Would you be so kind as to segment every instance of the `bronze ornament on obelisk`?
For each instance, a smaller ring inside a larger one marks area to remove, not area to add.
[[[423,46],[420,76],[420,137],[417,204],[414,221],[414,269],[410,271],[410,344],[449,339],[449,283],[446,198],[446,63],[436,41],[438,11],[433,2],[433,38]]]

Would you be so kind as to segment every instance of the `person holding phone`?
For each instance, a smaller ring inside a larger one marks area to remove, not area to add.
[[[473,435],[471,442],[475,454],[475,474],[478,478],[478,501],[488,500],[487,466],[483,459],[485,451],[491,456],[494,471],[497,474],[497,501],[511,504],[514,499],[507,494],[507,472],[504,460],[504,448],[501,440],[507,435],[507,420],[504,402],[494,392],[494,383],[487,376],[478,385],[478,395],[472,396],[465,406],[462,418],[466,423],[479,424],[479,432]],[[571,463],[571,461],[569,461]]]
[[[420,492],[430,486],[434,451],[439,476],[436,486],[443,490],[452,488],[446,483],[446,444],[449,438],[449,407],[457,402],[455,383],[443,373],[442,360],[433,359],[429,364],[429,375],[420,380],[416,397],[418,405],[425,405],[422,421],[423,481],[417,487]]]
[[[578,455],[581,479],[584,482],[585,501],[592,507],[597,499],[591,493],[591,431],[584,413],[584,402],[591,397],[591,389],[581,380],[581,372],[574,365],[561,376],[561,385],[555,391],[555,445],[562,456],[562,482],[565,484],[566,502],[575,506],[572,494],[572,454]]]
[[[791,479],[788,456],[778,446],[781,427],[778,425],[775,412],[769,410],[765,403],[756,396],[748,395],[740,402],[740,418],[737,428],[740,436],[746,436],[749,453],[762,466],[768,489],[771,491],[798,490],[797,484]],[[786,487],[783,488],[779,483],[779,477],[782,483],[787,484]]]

++++++++++

◆ Work item: Within the listing above, work out how many lines contain the string "segment", and reply with that number only.

◆ Response to this exercise: 2